▶ Supplied records:
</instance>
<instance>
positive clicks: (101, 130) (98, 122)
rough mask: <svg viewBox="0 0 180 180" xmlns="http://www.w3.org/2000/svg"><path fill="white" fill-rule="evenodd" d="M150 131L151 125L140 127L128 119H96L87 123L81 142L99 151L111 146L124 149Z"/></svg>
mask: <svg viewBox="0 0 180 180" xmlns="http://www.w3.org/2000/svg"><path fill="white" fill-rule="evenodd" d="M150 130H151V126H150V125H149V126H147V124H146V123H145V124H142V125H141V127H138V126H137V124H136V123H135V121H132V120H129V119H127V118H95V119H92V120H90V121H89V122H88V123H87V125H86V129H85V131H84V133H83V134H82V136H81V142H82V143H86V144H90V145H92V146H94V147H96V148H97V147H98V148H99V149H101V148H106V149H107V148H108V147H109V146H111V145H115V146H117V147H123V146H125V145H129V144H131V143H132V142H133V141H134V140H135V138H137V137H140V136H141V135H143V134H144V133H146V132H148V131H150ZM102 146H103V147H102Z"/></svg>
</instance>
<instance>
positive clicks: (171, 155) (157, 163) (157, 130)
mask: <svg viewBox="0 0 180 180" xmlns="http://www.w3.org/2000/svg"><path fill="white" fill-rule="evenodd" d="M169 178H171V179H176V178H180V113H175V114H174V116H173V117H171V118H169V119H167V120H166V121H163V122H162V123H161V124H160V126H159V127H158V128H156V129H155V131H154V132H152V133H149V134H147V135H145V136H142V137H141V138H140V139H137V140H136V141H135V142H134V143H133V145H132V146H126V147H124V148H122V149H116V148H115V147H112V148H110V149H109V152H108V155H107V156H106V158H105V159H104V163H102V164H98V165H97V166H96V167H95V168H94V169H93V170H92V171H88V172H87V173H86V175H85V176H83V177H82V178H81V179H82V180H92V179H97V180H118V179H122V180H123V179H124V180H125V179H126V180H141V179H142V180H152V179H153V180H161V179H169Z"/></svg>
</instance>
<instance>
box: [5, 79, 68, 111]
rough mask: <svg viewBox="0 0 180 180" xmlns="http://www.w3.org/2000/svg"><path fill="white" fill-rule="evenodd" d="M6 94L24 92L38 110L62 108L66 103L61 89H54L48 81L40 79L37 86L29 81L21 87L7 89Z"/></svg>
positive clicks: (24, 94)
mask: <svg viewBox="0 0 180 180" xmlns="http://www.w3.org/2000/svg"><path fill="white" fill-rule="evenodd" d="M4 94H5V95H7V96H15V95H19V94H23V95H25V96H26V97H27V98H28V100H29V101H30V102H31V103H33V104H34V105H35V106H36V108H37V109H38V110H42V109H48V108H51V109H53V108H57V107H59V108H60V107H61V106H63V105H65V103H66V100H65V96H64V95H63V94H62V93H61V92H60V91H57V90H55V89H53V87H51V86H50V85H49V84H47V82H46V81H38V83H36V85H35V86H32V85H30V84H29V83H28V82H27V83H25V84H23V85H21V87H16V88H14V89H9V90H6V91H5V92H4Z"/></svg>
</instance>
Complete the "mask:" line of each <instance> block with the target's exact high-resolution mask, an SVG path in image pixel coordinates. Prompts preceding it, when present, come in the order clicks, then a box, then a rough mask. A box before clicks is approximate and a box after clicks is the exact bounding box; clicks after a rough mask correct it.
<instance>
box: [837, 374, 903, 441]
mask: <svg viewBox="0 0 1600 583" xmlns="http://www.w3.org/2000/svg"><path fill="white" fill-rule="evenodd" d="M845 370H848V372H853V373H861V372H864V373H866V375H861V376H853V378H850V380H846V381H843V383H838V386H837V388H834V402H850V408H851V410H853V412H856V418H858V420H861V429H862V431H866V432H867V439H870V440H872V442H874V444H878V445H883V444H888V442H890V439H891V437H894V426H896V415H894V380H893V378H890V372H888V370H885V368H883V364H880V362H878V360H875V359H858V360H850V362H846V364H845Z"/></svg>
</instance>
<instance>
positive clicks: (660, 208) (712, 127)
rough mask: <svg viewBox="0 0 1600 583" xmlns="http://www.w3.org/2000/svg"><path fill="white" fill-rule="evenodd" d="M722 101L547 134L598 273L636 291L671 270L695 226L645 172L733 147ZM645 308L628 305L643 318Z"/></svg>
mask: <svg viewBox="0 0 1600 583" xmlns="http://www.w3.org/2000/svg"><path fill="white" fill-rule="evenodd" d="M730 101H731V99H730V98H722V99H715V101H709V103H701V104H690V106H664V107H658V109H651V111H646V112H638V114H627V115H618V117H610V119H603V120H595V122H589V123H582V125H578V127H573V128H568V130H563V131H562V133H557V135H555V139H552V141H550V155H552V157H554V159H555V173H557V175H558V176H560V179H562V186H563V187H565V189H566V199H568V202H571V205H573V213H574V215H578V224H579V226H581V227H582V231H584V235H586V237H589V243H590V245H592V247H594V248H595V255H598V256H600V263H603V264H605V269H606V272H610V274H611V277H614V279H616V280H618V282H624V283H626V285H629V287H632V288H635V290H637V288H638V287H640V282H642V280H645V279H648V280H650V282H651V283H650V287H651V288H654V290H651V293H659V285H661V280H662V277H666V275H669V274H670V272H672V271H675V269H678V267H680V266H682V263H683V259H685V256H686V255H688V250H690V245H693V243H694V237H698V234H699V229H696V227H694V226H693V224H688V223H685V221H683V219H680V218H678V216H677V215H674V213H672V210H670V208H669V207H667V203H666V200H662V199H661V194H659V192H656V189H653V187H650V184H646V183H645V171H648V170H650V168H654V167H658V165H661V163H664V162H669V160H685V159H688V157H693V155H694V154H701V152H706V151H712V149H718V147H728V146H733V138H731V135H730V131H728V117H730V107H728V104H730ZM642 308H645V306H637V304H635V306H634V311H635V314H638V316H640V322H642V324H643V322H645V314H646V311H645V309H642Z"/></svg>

▶ Work instruction: Give back the data above, repeating every record exactly.

▶ Answer section:
</instance>
<instance>
positive clicks: (101, 130) (98, 122)
rough mask: <svg viewBox="0 0 180 180" xmlns="http://www.w3.org/2000/svg"><path fill="white" fill-rule="evenodd" d="M150 131L151 125L140 127L128 119H96L87 123L81 142L99 151L111 146L124 149Z"/></svg>
mask: <svg viewBox="0 0 180 180" xmlns="http://www.w3.org/2000/svg"><path fill="white" fill-rule="evenodd" d="M150 130H151V126H150V125H149V126H147V124H146V123H145V124H142V125H141V127H138V126H137V124H136V123H135V121H132V120H129V119H127V118H95V119H92V120H90V121H89V122H88V123H87V125H86V129H85V131H84V133H83V134H82V136H81V142H82V143H86V144H90V145H92V146H94V147H96V148H97V147H98V148H99V149H101V148H106V149H107V148H108V147H109V146H111V145H115V146H117V147H123V146H125V145H129V144H131V143H132V142H133V141H134V140H135V138H137V137H140V136H141V135H143V134H144V133H146V132H148V131H150ZM102 146H103V147H102Z"/></svg>
</instance>
<instance>
positive clicks: (171, 155) (157, 163) (157, 130)
mask: <svg viewBox="0 0 180 180" xmlns="http://www.w3.org/2000/svg"><path fill="white" fill-rule="evenodd" d="M169 178H171V179H176V178H180V113H175V114H174V116H173V117H171V118H169V119H167V120H166V121H163V122H162V123H161V124H160V126H159V127H158V128H156V129H155V131H154V132H152V133H149V134H147V135H145V136H142V137H141V138H140V139H137V140H136V141H135V142H134V143H133V145H132V146H126V147H124V148H122V149H116V148H115V147H112V148H110V149H109V152H108V155H107V156H106V158H105V159H104V163H102V164H98V165H97V166H96V167H95V168H94V169H93V170H92V171H88V172H87V173H86V175H85V176H83V177H82V178H81V179H82V180H92V179H97V180H118V179H122V180H123V179H124V180H125V179H126V180H141V179H142V180H152V179H153V180H161V179H169Z"/></svg>
</instance>
<instance>
box: [5, 79, 68, 111]
rough mask: <svg viewBox="0 0 180 180" xmlns="http://www.w3.org/2000/svg"><path fill="white" fill-rule="evenodd" d="M6 94L24 92L38 110L62 108L66 103L61 89H54L48 81L40 79L37 86L29 81L21 87L7 89Z"/></svg>
positive clicks: (24, 94)
mask: <svg viewBox="0 0 180 180" xmlns="http://www.w3.org/2000/svg"><path fill="white" fill-rule="evenodd" d="M4 94H5V95H7V96H15V95H19V94H23V95H25V96H26V97H27V98H28V100H29V101H30V102H31V103H33V104H34V105H35V106H36V108H37V109H38V110H42V109H48V108H51V109H53V108H57V107H59V108H60V107H61V106H63V105H65V103H66V100H65V96H64V95H63V94H62V93H61V92H60V91H57V90H55V89H53V87H51V86H50V85H49V84H47V82H46V81H38V83H36V85H35V86H32V85H30V84H29V83H28V82H27V83H25V84H23V85H21V87H16V88H14V89H9V90H6V91H5V92H4Z"/></svg>
</instance>
Complete the "mask:" line of each <instance> block with the target's exact high-resolution mask, an SVG path in image pixel coordinates. Prompts preceding it, when present, come in the order clicks, then a box, then a rough mask. A box before clicks is approximate and a box after clicks is the exact bounding box; clicks after a rough mask correct it.
<instance>
box: [837, 374, 903, 441]
mask: <svg viewBox="0 0 1600 583" xmlns="http://www.w3.org/2000/svg"><path fill="white" fill-rule="evenodd" d="M845 370H848V372H853V373H861V372H864V373H866V375H861V376H853V378H850V380H846V381H843V383H838V386H837V388H834V402H850V408H851V410H853V412H856V418H858V420H861V429H862V431H866V432H867V439H870V440H872V442H874V444H878V445H883V444H888V442H890V439H891V437H894V426H896V415H894V380H893V378H890V372H888V370H885V368H883V364H880V362H878V360H875V359H858V360H850V362H846V364H845Z"/></svg>
</instance>
<instance>
positive clicks: (660, 208) (712, 127)
rough mask: <svg viewBox="0 0 1600 583" xmlns="http://www.w3.org/2000/svg"><path fill="white" fill-rule="evenodd" d="M722 101L547 134L598 273L636 291L671 270L695 226L645 172L733 147ZM645 308L628 305L643 318Z"/></svg>
mask: <svg viewBox="0 0 1600 583" xmlns="http://www.w3.org/2000/svg"><path fill="white" fill-rule="evenodd" d="M730 101H731V99H730V98H722V99H715V101H709V103H701V104H690V106H664V107H658V109H651V111H646V112H638V114H627V115H618V117H610V119H603V120H595V122H589V123H582V125H578V127H573V128H568V130H563V131H562V133H557V135H555V139H552V141H550V155H552V157H554V159H555V173H557V175H558V176H560V179H562V186H563V187H565V189H566V199H568V202H571V205H573V213H574V215H578V224H579V226H581V227H582V231H584V235H586V237H589V243H590V245H592V247H594V248H595V255H598V256H600V263H603V264H605V269H606V272H610V274H611V277H614V279H616V280H618V282H624V283H626V285H629V287H632V288H635V290H637V288H638V287H640V282H642V280H645V279H648V280H650V282H651V283H650V287H651V288H654V290H651V293H659V285H661V280H662V277H666V275H669V274H670V272H672V271H675V269H678V267H680V266H682V263H683V259H685V256H686V255H688V250H690V245H693V243H694V237H698V234H699V229H696V227H694V226H693V224H688V223H685V221H683V219H680V218H678V216H677V215H674V213H672V210H670V208H669V207H667V203H666V200H662V199H661V194H659V192H656V189H653V187H650V184H646V183H645V171H648V170H650V168H654V167H658V165H661V163H664V162H669V160H685V159H688V157H693V155H694V154H701V152H706V151H712V149H718V147H728V146H733V138H731V135H730V131H728V117H730V107H728V104H730ZM642 308H645V306H637V304H635V306H634V311H635V314H638V316H640V322H642V324H643V322H645V314H646V311H645V309H642Z"/></svg>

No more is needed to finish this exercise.